▶ Data section:
---
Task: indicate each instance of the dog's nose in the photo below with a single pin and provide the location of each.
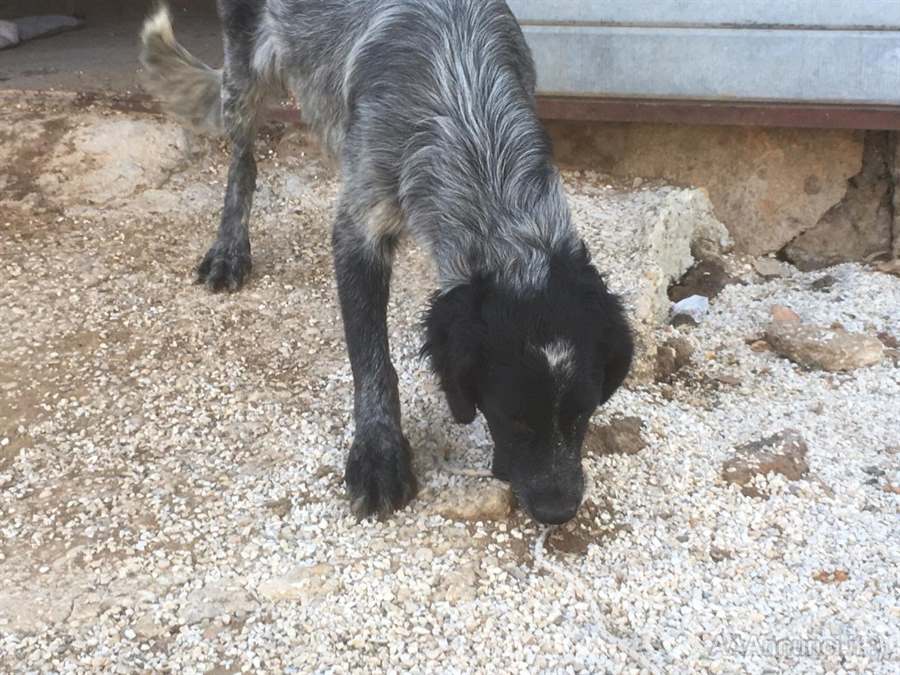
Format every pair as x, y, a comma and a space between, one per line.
553, 507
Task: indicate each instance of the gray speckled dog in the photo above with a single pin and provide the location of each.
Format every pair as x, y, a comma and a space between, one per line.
428, 106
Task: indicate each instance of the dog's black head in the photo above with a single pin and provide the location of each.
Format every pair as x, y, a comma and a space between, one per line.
536, 365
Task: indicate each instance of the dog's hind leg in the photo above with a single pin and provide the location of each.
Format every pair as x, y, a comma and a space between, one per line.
379, 474
227, 263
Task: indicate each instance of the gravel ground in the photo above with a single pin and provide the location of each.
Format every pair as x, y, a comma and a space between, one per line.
170, 469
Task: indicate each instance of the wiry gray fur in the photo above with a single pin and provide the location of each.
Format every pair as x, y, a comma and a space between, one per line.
428, 106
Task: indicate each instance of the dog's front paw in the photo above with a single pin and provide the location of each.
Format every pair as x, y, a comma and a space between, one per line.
225, 266
379, 475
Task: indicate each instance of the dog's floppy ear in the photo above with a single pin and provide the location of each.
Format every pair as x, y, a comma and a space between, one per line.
615, 345
454, 339
615, 350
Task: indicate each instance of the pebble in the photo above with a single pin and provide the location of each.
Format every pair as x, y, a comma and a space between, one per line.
476, 502
695, 307
783, 453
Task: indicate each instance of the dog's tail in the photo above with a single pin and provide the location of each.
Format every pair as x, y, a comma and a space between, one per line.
184, 85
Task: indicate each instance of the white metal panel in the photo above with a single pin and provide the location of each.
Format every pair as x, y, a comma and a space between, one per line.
822, 14
718, 64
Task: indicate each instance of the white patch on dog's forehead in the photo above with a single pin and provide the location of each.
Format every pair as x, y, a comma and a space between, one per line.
560, 356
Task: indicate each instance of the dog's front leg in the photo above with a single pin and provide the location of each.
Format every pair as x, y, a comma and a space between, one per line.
379, 475
227, 263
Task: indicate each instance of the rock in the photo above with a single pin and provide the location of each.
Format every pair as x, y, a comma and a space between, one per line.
888, 340
860, 224
696, 307
706, 278
215, 600
719, 554
673, 355
646, 252
784, 314
111, 160
770, 268
460, 585
824, 348
147, 628
491, 501
825, 283
305, 583
683, 321
889, 267
621, 436
784, 453
767, 185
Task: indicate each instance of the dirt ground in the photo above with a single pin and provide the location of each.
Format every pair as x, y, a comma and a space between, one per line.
171, 460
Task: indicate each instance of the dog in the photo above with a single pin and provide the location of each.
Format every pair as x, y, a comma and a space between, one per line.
428, 108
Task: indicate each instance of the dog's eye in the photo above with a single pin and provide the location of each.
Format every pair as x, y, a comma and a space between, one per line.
520, 425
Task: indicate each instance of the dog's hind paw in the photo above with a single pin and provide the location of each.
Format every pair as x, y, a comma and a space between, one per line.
225, 266
379, 476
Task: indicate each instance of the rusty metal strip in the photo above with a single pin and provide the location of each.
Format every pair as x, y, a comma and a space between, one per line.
810, 116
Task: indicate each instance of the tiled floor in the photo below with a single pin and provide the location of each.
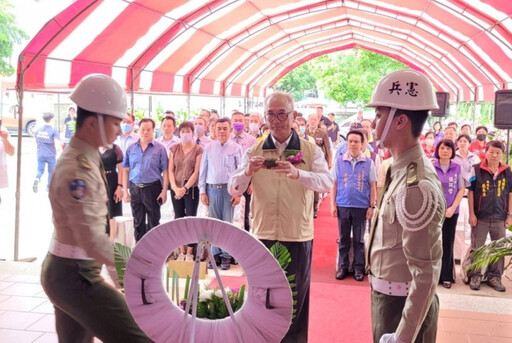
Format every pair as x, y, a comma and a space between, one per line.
26, 315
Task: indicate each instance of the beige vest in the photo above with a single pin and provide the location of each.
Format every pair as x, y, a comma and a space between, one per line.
281, 208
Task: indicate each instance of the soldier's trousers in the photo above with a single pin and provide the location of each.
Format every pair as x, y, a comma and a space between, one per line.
387, 312
85, 305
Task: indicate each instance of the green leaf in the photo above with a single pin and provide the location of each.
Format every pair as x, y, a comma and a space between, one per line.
241, 295
489, 254
122, 254
281, 254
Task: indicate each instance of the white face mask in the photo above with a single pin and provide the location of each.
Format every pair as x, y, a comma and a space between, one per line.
186, 136
253, 127
103, 136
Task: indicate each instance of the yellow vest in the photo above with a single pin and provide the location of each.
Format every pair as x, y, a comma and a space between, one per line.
281, 208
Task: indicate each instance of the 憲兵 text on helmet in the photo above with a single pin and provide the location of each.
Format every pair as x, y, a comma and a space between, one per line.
101, 94
405, 89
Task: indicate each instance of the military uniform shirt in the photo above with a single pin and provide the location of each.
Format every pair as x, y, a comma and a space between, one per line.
78, 197
407, 236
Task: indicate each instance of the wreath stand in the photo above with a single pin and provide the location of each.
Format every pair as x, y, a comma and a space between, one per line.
265, 315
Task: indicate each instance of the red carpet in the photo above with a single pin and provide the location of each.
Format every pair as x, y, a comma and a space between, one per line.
339, 310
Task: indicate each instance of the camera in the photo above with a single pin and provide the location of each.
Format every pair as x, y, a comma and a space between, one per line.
270, 163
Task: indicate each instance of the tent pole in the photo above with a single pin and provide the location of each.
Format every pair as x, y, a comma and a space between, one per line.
19, 111
132, 100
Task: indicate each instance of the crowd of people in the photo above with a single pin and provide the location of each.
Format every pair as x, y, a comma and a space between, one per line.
406, 188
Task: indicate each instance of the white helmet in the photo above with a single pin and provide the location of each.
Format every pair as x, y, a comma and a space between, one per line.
101, 94
405, 89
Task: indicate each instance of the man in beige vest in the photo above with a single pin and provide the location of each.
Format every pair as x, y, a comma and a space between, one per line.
284, 171
404, 249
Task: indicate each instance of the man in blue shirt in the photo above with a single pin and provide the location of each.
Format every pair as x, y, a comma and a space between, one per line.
69, 125
48, 142
220, 159
144, 164
353, 198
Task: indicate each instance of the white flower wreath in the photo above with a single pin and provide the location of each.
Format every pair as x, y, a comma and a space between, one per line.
265, 315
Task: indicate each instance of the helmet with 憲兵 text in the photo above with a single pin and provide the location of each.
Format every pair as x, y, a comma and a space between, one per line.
405, 89
99, 93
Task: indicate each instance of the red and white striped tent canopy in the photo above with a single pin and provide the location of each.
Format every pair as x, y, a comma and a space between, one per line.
241, 48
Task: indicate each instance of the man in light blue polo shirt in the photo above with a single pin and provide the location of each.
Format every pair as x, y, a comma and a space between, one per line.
220, 159
353, 198
145, 176
48, 143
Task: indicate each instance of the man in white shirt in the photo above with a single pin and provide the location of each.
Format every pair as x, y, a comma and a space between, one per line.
168, 139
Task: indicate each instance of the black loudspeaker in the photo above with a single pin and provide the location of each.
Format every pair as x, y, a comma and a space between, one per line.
443, 100
503, 109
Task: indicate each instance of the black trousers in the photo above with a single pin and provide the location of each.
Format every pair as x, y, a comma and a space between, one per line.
448, 230
301, 254
186, 206
145, 208
85, 305
247, 211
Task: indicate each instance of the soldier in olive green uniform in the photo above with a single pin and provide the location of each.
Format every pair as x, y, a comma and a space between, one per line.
404, 250
85, 305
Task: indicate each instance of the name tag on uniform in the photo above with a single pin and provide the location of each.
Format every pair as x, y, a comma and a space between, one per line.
77, 188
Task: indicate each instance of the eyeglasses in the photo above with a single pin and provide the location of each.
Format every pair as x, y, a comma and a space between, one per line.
281, 116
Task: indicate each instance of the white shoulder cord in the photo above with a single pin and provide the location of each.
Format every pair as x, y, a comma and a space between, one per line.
424, 215
205, 244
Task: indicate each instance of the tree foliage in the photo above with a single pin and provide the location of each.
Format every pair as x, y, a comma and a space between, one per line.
297, 81
10, 34
351, 76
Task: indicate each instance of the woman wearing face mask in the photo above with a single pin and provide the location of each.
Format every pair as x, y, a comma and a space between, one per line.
428, 146
438, 132
478, 146
466, 159
128, 136
450, 175
184, 162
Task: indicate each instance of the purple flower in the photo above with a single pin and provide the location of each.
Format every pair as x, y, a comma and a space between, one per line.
295, 159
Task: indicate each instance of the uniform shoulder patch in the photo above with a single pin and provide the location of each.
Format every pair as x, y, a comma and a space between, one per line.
78, 188
84, 162
416, 205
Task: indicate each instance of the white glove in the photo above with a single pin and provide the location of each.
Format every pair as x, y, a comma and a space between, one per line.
390, 338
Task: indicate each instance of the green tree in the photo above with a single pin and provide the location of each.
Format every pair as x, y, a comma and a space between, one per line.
10, 34
351, 76
297, 81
---
▶ Given request:
Exactly reproduce the lines beginning with the one that contains "Task: indicate each instance of the purple" and ending with the last line of the material, both included. Leave out everything else.

▶ Result of the task:
Task: indicate each instance of the purple flower in the photo above with a single pin and provide the location of each.
Format every pair as x, y, a comma and a space between, one per line.
295, 159
Task: indicate each instance of the uniform shoulder patch in the photo above with a single pin and provide the location of each.
Format every pair as x, y, a comma and a space between, one per line.
78, 188
84, 162
416, 205
Task: indicate each instance of the white glove in the photo above with a single pin and provide the location of each.
Format every pair as x, y, a comma and a space between, one per line.
390, 338
Task: indicate each instance of the green tree in the photo above with a single pin and provide the location of each.
Format every pair as x, y, a comma and a space between, one per line.
10, 34
351, 76
297, 81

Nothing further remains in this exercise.